[Named-object pointing records]
━━━━━━━━━━━━━━━━━━━━━━━━━━━━━━

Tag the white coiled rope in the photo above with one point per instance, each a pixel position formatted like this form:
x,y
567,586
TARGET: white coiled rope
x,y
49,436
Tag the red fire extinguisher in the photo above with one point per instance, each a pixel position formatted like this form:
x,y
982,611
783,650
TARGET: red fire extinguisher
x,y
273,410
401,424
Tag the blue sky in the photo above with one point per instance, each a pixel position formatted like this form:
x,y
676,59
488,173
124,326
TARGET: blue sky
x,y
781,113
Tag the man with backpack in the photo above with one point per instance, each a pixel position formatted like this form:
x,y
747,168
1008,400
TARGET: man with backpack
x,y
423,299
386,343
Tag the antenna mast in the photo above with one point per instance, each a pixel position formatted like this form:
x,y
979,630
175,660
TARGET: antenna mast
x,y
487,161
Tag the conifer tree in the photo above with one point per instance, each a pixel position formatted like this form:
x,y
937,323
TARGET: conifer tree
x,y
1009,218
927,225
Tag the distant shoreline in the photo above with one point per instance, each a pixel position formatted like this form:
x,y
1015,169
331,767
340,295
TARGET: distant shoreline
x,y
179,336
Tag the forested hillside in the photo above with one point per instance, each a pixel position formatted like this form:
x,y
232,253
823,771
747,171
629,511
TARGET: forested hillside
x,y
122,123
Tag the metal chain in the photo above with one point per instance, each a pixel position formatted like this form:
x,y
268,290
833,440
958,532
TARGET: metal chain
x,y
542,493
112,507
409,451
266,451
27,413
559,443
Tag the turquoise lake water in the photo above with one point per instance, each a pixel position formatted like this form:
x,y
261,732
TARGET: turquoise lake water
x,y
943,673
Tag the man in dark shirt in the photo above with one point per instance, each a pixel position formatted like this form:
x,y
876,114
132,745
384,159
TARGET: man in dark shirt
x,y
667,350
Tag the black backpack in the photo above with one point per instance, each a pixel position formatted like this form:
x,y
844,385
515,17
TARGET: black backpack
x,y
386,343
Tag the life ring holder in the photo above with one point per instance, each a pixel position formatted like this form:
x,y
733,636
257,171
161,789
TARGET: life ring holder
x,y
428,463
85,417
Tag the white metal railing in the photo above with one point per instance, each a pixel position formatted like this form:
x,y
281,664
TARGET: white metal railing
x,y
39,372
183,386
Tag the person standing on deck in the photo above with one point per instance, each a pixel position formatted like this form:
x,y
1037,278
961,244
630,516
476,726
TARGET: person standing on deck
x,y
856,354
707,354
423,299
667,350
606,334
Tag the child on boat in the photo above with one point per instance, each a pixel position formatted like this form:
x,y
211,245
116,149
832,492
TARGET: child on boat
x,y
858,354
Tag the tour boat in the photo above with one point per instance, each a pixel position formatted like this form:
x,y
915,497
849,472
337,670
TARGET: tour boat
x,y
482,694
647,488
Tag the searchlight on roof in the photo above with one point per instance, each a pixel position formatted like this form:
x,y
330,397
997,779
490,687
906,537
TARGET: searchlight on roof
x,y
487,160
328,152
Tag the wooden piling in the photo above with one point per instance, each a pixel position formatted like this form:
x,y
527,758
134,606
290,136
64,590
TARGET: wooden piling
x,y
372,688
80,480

━━━━━━━━━━━━━━━━━━━━━━━━━━━━━━

__Exercise brief__: Take the records above and return them exactly as written.

__Response to the task__:
Tag the white coiled rope in the photo above with one point per instance, each a pixel position formatted like this form:
x,y
567,586
TARGET: white coiled rope
x,y
49,436
Tag the red fire extinguisher in the photo above with one point per instance, each a pixel position formatted like this form:
x,y
982,611
783,650
TARGET: red fire extinguisher
x,y
273,410
401,424
Tag the blue sky in the photo above with one point per instance, each a pixel position formatted like this form:
x,y
676,59
488,173
124,326
TARGET: blue sky
x,y
781,113
Tag the man with backpack in the photo above with one point per instance, each a pixel position formatted like this form:
x,y
747,168
1008,400
TARGET: man with backpack
x,y
423,299
386,343
Tag the antenna mast in the photo above with one point per instance, each a pixel position formatted like this form:
x,y
979,630
175,660
TARGET: antenna mast
x,y
487,161
Tag the conifer tree in the photo above with one point per instance, each a pixel position formatted like this form:
x,y
937,323
TARGET: conifer tree
x,y
1009,218
927,225
Tag the distant shoreline in the photo above with one point per instance, each a pixel position formatted like this form:
x,y
1015,169
331,767
340,295
TARGET: distant shoreline
x,y
179,336
Tag the forested hillside in the photo above with one point per instance, each a pixel position formatted like this form:
x,y
232,253
823,771
747,171
629,511
TARGET: forested hillside
x,y
122,123
Tag the metal chain in the photo above with one point per instance, each a pixel position formatted like this form:
x,y
268,290
833,440
958,532
TARGET: metal chain
x,y
542,493
112,507
409,451
266,451
27,413
559,443
Tag the turquoise lake water in the photo above with one point per instance, each a pixel position formatted like this form:
x,y
261,732
TARGET: turquoise lake water
x,y
943,673
Tag the man in dark shirt in the photo above with one point per instance, each a pixel position formatted like this form:
x,y
876,114
132,745
384,159
TARGET: man in dark shirt
x,y
667,350
Tag the black backpack in the photo above with one point per instance, each a pixel position formatted like this form:
x,y
844,385
515,17
TARGET: black backpack
x,y
386,343
Tag the life ring holder in the photo above with one point per instance, each a pixel position formatted like this form:
x,y
733,636
257,171
161,789
TARGET: life ring holder
x,y
428,463
85,417
Tag the white metal railing in the photo above with one point per instance, each a pixel position formatted like this form:
x,y
281,664
TARGET: white metal railing
x,y
39,372
183,386
Tag the person standing on deck in the photo above with one point per instance, each a pixel position formatted like this form:
x,y
1037,278
961,244
630,516
476,726
TARGET: person standing on deck
x,y
856,354
707,354
423,299
667,350
606,334
Tag the child on boat in the photo above with one point per instance, each a pixel position formatted like this form:
x,y
211,245
116,149
832,492
TARGET: child on boat
x,y
858,354
Tag the tour boat in the photo above with one point per instance, each a pixel position formatted like this form:
x,y
915,497
849,472
337,670
TARGET: tour boat
x,y
482,694
647,488
Tag the searchlight on roof in the photo above with one point per instance, each a pixel position formatted like this form:
x,y
330,397
997,779
490,687
906,537
TARGET: searchlight on roof
x,y
487,160
328,152
Tag the wooden piling in the photo above with one point per instance, each a pixel position formatted like this form:
x,y
527,758
134,606
290,136
64,590
TARGET: wooden piling
x,y
372,688
80,480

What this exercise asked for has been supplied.